Available data:

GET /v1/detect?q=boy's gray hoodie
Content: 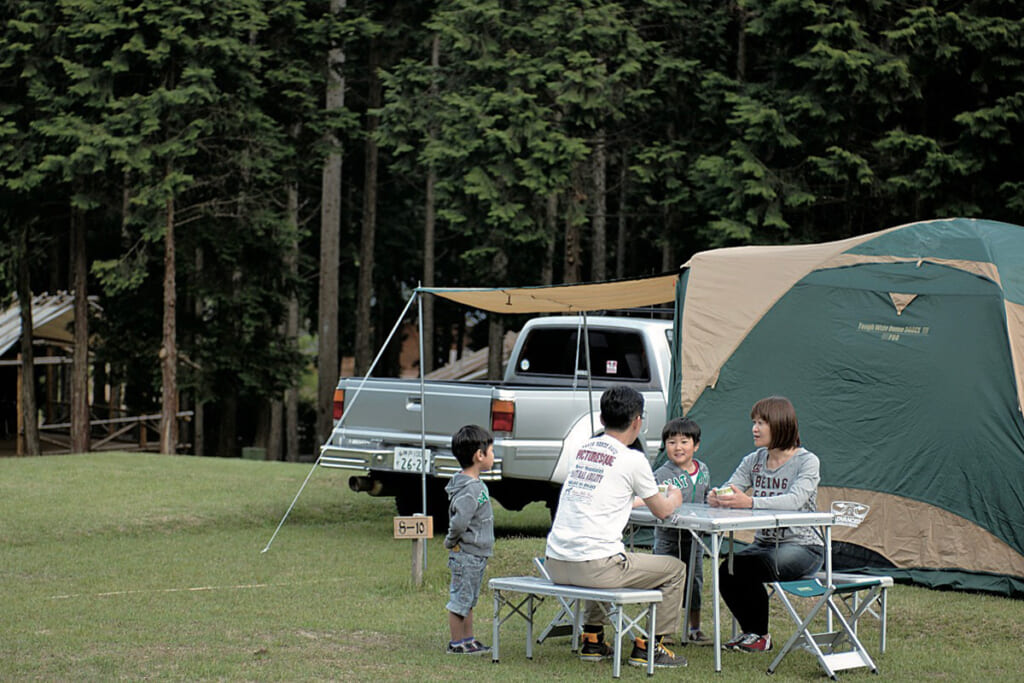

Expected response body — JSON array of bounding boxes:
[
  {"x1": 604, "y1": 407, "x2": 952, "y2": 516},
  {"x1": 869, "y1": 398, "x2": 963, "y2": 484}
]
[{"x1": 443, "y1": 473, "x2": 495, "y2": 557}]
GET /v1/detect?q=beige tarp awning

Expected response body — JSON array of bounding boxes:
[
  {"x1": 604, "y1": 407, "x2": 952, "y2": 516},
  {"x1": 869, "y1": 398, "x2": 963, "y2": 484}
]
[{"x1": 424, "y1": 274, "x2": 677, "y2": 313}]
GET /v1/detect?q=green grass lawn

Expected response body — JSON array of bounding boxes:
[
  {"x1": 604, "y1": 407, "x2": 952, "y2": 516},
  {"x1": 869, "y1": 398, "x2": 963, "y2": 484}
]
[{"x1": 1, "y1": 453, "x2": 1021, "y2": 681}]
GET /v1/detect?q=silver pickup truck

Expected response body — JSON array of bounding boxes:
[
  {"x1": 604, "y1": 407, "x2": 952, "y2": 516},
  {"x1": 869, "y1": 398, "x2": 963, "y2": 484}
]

==

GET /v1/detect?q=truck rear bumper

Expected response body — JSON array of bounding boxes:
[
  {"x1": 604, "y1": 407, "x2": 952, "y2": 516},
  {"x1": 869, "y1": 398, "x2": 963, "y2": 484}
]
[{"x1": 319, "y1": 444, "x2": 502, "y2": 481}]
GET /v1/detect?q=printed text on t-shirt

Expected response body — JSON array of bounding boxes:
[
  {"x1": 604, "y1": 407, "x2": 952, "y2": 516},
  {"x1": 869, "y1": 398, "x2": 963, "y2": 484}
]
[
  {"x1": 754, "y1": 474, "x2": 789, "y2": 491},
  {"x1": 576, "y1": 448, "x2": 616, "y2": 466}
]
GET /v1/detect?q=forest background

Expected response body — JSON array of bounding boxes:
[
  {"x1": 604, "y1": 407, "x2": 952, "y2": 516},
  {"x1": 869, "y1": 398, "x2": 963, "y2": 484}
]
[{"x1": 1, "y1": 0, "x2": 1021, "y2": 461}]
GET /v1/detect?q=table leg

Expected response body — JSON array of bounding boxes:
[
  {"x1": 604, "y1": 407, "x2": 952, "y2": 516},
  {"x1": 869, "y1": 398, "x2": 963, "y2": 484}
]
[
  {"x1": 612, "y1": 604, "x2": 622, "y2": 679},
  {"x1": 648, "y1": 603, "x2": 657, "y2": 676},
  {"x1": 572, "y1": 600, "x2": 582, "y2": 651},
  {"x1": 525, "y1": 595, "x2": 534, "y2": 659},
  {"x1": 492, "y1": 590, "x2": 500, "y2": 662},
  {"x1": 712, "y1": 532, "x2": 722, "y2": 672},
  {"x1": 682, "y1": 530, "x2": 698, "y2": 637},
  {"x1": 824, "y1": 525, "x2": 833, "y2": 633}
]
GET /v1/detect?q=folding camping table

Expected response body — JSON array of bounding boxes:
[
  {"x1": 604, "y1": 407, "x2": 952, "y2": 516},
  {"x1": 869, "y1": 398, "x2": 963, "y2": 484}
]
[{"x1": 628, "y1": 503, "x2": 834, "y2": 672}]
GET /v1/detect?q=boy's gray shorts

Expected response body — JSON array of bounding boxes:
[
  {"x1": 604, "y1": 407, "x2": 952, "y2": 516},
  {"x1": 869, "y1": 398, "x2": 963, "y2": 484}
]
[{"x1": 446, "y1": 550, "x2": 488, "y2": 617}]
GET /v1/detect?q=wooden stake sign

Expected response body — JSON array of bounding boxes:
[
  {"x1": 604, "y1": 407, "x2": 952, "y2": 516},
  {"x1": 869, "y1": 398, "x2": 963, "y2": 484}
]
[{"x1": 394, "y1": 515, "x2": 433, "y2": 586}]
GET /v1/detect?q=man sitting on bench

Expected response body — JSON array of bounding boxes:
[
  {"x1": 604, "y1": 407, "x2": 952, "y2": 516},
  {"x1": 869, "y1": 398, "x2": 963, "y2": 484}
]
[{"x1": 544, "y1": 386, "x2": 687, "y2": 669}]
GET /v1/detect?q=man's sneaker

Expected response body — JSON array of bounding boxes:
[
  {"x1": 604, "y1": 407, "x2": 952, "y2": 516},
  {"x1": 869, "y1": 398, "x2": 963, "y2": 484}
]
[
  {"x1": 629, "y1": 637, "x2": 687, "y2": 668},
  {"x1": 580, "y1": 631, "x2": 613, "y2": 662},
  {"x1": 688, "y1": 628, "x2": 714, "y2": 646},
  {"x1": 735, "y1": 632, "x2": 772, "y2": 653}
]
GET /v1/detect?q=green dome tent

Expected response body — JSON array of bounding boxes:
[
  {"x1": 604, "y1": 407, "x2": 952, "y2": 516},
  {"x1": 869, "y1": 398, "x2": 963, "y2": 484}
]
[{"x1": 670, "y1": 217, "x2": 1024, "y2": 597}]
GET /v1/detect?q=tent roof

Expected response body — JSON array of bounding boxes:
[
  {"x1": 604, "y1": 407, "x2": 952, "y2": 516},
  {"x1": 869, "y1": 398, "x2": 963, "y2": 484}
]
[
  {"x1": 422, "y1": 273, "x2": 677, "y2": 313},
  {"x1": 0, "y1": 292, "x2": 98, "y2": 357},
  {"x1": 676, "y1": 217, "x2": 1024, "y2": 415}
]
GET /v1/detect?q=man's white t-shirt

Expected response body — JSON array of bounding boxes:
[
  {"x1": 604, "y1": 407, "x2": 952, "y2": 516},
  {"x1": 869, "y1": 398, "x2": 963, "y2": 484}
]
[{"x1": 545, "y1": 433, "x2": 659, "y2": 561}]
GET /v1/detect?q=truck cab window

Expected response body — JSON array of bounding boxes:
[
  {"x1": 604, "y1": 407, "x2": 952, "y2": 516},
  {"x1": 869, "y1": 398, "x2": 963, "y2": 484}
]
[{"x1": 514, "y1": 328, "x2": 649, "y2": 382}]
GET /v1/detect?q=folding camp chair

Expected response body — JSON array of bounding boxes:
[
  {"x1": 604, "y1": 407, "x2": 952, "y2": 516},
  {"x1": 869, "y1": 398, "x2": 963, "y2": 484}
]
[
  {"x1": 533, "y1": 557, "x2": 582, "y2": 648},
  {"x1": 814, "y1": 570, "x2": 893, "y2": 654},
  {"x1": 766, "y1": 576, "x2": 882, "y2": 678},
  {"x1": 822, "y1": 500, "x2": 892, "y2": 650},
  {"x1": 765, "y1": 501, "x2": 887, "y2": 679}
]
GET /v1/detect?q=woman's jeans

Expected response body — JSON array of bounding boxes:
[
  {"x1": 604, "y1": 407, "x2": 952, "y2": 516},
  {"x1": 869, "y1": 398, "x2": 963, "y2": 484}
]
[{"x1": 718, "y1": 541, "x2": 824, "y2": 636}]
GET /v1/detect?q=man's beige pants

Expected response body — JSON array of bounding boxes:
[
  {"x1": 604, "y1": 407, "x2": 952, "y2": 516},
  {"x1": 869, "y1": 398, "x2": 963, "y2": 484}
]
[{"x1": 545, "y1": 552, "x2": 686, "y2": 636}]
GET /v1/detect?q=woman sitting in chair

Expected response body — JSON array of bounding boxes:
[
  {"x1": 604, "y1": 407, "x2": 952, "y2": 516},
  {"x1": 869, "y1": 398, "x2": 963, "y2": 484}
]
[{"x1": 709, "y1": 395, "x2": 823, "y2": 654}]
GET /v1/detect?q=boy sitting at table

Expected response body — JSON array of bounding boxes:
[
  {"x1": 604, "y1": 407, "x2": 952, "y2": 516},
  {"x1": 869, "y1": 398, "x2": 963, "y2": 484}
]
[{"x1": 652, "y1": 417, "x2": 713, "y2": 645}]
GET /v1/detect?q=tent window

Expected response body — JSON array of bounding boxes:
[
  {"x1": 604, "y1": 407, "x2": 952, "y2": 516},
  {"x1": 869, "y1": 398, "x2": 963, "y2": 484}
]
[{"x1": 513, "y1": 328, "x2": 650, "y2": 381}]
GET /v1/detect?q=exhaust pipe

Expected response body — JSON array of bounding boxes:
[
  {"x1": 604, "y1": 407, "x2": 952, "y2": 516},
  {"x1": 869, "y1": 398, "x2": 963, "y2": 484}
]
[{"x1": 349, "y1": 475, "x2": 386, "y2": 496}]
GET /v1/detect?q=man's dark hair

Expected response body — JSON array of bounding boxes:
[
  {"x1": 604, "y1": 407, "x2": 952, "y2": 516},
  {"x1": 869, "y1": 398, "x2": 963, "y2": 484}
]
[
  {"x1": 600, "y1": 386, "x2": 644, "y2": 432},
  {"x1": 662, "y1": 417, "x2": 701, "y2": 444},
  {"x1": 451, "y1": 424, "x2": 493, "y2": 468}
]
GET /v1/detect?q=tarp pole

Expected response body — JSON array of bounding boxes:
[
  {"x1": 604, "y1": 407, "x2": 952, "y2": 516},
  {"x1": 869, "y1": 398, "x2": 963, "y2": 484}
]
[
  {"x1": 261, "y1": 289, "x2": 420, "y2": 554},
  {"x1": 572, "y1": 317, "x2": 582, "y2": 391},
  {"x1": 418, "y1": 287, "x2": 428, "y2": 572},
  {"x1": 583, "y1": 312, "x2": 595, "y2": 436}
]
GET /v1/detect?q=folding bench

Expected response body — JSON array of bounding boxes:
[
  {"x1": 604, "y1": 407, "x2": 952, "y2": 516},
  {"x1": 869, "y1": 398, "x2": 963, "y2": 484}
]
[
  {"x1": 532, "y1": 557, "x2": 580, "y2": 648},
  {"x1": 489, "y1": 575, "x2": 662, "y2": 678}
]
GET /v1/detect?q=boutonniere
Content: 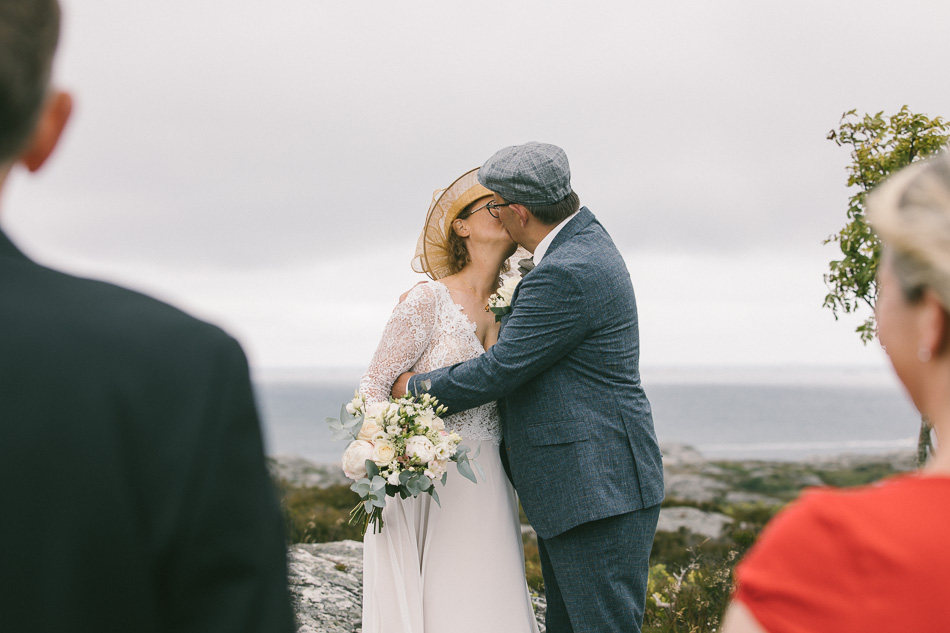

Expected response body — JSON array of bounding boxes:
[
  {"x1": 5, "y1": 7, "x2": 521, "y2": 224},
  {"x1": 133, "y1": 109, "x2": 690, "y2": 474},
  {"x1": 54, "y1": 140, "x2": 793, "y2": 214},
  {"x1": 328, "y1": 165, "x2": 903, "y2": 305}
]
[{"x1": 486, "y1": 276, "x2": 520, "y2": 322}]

---

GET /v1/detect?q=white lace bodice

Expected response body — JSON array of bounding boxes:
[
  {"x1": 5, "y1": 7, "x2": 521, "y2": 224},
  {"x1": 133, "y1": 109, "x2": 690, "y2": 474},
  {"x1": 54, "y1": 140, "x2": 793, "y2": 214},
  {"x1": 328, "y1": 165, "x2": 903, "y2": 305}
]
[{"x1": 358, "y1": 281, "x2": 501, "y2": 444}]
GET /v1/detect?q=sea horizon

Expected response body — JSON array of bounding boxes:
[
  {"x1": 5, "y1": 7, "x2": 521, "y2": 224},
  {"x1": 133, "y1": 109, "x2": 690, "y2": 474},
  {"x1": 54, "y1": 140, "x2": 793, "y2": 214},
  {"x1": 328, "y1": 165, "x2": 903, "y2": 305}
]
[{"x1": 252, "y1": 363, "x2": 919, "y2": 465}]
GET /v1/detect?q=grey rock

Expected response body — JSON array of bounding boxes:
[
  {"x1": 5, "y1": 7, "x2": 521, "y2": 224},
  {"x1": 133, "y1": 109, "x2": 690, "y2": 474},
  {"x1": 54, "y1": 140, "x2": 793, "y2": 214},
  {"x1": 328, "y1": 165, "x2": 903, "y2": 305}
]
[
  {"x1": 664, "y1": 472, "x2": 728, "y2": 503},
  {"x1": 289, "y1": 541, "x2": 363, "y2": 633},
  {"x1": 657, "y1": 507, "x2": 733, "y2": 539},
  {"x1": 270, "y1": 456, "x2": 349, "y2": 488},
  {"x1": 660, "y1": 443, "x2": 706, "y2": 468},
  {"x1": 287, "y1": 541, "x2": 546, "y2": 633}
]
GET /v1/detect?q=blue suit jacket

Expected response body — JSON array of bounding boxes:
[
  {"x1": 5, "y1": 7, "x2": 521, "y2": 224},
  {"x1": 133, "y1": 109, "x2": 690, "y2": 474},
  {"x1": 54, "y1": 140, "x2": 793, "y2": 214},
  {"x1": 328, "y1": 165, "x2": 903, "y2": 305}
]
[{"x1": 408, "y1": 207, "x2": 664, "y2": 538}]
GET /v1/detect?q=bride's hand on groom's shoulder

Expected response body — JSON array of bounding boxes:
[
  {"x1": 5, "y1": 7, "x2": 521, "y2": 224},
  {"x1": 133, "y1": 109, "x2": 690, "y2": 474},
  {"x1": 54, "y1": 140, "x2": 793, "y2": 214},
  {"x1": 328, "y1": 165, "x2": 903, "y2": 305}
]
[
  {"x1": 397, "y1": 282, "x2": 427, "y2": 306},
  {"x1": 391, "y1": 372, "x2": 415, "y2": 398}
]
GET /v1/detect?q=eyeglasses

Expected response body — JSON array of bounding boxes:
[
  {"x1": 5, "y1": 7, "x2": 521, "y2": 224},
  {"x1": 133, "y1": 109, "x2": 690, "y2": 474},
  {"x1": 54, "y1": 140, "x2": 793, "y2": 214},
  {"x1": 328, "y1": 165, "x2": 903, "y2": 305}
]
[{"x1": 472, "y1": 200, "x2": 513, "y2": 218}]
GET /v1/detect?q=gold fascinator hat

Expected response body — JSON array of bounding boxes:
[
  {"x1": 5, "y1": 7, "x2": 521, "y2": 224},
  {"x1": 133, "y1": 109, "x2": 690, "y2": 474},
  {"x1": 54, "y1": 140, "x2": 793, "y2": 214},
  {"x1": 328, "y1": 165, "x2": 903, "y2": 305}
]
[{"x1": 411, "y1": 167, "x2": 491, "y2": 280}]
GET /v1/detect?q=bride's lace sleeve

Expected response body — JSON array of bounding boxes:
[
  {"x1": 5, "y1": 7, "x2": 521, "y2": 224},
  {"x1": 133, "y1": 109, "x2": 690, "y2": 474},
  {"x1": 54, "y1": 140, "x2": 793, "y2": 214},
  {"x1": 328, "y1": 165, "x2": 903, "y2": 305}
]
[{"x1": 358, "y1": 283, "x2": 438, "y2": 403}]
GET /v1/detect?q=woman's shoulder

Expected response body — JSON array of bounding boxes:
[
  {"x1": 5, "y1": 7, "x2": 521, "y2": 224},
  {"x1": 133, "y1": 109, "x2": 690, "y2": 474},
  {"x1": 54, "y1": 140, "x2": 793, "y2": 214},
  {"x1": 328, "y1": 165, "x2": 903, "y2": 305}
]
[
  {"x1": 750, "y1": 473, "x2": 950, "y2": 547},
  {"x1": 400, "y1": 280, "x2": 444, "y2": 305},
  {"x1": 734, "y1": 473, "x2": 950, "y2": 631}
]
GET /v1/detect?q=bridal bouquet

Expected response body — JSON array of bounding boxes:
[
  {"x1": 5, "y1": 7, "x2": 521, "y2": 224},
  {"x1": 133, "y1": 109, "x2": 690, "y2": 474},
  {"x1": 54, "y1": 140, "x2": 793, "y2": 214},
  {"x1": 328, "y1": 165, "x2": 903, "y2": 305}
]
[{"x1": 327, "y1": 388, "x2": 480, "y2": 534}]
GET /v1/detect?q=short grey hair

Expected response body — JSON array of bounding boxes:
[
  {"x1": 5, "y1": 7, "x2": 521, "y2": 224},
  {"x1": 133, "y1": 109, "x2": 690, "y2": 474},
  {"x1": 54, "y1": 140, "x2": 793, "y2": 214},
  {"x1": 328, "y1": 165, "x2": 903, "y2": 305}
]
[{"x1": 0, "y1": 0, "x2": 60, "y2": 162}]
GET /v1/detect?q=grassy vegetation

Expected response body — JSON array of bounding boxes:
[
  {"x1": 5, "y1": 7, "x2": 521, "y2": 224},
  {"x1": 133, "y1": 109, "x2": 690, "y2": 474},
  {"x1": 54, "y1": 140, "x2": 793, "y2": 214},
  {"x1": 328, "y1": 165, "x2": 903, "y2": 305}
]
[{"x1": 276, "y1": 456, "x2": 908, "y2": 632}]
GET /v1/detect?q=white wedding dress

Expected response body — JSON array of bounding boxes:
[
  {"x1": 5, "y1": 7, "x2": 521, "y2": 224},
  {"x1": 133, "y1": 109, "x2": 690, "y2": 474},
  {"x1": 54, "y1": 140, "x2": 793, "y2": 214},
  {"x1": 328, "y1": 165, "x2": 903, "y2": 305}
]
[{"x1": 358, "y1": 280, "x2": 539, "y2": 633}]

What you are asked to do: Only one number is expected: the count of lines in the entries holding the string "tarp".

Task solution: 2